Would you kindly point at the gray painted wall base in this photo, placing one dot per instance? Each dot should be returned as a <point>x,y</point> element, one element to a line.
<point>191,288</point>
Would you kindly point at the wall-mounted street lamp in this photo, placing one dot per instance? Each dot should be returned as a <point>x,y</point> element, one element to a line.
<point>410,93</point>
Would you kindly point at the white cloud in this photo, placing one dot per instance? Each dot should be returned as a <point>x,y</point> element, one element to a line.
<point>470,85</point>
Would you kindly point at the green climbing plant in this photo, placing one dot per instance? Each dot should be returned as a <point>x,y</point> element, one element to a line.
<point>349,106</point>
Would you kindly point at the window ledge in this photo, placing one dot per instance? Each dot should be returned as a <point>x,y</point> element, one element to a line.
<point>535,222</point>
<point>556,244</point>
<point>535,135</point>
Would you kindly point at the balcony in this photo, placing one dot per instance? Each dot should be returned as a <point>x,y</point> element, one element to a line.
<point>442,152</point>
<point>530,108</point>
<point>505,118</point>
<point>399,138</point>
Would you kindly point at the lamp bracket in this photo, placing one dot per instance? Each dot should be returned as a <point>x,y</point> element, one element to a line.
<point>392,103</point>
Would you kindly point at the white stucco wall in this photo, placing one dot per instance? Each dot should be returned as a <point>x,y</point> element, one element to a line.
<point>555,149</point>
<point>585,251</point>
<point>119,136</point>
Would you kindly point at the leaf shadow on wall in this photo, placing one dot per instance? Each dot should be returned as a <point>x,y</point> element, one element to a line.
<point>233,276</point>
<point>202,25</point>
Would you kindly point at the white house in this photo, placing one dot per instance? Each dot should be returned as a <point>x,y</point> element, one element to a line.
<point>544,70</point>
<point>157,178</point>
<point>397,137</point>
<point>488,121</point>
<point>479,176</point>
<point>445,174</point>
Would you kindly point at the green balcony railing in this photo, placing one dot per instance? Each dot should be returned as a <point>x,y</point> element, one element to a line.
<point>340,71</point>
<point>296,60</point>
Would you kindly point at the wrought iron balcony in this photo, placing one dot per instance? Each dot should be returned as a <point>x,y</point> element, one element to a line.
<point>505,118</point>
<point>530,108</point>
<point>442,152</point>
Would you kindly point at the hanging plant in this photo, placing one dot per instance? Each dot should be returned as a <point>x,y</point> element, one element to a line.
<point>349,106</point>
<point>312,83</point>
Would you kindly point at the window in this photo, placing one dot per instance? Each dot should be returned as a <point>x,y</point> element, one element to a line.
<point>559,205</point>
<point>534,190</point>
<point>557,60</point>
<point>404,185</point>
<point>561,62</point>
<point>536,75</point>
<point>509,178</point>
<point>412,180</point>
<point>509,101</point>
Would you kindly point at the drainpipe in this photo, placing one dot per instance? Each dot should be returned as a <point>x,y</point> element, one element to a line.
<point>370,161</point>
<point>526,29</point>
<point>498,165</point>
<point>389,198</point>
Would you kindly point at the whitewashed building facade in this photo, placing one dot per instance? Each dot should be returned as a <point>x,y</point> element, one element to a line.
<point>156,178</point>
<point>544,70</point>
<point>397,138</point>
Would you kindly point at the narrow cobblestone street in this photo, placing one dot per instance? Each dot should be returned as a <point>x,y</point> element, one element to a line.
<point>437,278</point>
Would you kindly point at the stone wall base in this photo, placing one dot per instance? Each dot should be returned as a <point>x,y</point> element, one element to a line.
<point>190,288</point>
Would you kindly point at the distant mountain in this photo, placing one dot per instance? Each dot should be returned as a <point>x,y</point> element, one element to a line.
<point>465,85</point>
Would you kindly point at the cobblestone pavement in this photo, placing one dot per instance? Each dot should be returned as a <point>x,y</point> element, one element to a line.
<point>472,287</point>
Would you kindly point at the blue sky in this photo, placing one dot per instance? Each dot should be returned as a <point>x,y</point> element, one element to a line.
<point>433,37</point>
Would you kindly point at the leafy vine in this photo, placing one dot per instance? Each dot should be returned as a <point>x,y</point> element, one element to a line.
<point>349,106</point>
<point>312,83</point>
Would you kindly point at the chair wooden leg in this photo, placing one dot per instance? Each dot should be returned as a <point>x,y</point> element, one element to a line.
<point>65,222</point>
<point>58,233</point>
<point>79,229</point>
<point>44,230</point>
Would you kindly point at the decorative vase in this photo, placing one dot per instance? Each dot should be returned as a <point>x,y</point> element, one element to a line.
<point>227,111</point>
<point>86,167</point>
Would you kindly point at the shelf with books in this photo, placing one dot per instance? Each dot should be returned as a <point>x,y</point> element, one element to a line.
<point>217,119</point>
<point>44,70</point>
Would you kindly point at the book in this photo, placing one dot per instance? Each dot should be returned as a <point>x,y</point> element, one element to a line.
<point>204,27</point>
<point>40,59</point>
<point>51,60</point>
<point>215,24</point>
---
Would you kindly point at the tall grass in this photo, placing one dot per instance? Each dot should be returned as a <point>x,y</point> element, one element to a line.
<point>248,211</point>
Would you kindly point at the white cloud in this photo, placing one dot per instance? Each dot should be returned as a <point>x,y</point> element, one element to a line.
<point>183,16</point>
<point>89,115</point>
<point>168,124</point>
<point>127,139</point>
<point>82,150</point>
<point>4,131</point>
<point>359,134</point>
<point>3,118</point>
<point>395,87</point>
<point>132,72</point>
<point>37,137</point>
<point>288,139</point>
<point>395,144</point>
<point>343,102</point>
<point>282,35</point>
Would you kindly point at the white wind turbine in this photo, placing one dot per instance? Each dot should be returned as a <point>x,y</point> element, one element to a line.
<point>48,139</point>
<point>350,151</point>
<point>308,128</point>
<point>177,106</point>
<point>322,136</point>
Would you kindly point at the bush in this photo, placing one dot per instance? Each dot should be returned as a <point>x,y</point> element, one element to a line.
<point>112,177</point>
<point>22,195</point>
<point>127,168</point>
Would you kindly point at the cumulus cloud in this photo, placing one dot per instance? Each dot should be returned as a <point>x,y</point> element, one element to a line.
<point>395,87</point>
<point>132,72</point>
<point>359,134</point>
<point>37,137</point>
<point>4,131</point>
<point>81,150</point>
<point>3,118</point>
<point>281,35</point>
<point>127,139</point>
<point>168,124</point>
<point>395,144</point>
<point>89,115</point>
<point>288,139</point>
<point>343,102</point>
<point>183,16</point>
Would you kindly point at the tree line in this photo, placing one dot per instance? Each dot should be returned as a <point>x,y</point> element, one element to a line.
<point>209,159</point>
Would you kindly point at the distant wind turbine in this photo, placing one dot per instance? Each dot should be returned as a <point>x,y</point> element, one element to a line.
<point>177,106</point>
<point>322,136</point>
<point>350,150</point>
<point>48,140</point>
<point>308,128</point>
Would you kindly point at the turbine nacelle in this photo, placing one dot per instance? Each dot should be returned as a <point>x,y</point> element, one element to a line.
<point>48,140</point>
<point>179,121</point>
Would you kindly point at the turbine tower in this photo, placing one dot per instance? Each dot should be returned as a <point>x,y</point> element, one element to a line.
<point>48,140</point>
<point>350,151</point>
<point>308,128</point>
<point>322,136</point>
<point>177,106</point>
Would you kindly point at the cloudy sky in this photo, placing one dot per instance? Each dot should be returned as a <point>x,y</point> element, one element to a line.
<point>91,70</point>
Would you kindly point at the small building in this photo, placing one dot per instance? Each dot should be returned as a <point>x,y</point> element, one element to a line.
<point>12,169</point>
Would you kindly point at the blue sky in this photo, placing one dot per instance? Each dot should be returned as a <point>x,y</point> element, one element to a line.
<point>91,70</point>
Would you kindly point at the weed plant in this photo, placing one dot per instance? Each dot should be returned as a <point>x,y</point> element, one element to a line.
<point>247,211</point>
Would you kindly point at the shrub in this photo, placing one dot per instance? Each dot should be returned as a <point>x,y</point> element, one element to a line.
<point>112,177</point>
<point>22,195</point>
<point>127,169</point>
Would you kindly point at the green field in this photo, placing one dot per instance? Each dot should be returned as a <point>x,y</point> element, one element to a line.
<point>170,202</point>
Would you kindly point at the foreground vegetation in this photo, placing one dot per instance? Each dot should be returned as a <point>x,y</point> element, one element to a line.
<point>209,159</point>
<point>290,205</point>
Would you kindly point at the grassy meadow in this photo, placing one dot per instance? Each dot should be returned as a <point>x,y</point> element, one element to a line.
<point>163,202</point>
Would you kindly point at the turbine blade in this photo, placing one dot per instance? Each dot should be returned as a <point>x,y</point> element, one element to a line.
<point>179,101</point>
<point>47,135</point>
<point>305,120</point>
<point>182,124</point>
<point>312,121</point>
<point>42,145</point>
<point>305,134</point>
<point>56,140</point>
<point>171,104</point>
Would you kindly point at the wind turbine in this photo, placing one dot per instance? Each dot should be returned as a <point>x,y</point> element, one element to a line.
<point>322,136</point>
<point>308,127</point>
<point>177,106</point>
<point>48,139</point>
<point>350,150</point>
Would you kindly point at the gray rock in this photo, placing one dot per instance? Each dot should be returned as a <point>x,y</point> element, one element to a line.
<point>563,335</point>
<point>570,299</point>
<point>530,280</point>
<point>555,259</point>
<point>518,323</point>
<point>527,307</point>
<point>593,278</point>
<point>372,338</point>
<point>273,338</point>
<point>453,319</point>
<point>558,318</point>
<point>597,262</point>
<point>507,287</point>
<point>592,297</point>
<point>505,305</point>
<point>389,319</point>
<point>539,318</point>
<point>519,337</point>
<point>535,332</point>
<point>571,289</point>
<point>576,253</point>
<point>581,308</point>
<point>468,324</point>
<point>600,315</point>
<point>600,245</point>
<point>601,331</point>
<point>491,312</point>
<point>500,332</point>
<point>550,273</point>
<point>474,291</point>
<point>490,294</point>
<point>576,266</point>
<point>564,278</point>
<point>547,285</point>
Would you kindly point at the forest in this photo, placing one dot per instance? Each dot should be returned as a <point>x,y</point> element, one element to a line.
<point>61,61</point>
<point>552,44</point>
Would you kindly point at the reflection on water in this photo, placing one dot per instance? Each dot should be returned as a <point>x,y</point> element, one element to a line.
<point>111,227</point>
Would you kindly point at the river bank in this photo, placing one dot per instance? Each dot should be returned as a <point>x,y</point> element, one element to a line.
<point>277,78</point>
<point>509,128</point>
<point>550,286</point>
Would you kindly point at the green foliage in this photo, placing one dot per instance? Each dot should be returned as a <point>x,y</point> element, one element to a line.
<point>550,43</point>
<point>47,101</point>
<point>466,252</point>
---
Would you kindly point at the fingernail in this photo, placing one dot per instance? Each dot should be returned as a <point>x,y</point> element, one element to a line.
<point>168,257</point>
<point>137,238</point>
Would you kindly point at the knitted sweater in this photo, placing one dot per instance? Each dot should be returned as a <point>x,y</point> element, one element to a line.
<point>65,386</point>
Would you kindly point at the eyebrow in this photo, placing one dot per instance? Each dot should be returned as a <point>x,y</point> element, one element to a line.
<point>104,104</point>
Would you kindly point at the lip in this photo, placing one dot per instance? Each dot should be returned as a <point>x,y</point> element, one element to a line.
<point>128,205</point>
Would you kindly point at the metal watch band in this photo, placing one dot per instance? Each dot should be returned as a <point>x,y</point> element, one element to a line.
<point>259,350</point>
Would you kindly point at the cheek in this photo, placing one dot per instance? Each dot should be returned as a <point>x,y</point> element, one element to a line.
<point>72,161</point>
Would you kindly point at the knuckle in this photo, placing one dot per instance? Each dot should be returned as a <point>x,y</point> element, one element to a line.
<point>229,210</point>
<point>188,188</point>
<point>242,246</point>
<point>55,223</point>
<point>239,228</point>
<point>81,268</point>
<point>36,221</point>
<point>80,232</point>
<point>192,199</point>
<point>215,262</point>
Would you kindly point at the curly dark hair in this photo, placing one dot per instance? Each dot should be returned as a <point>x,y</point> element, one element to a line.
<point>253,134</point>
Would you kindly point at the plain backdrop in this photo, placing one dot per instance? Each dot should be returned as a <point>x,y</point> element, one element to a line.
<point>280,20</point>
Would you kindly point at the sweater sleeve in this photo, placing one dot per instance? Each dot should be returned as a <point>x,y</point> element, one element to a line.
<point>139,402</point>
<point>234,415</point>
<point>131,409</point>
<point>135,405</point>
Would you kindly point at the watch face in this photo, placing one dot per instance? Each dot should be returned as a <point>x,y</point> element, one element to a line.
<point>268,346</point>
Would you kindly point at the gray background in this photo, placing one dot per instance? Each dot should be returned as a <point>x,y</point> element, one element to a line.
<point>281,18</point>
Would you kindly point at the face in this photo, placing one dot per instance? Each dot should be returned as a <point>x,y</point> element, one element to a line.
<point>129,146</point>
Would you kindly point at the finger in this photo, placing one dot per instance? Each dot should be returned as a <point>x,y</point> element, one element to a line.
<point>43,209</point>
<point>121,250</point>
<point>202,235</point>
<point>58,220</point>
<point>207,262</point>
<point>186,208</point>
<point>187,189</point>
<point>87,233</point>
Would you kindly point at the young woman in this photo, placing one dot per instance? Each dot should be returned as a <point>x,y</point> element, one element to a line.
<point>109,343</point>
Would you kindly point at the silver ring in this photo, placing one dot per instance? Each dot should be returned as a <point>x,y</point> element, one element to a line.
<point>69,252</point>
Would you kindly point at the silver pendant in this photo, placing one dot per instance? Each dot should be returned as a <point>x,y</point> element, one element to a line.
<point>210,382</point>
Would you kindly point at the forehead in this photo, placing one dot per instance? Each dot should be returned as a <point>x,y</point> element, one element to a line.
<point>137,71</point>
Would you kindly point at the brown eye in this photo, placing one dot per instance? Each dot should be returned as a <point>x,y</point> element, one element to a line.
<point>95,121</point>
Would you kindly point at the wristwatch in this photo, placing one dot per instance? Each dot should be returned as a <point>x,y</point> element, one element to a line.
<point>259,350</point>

(What you are asked to do): Take the part of the data that opens with the line containing "Would you kindly point at the shrub" and closes with the line containing "<point>163,202</point>", and swap "shrub" for "bush" throughout it. Return only those lines, with everything else left unchanged.

(Exercise solution):
Would you kindly point at the bush in this photo, placing one dot per instance? Each dot should be returned as a <point>x,y</point> element, one element to a line.
<point>112,177</point>
<point>22,195</point>
<point>127,169</point>
Would you kindly point at the green field in this photo, placing one dot per instance? Each dot should be returned as a <point>x,y</point> element, one element to a line.
<point>170,202</point>
Would you kindly point at the foreground vegetation in this photo, placing one dot per instance? Each dot should be returned as a <point>x,y</point> element, one element to a line.
<point>209,159</point>
<point>290,205</point>
Would you kindly point at the grassy meadow in this photo, placing one dot per instance? Each dot should be returned as a <point>x,y</point> element, one element to a line.
<point>163,202</point>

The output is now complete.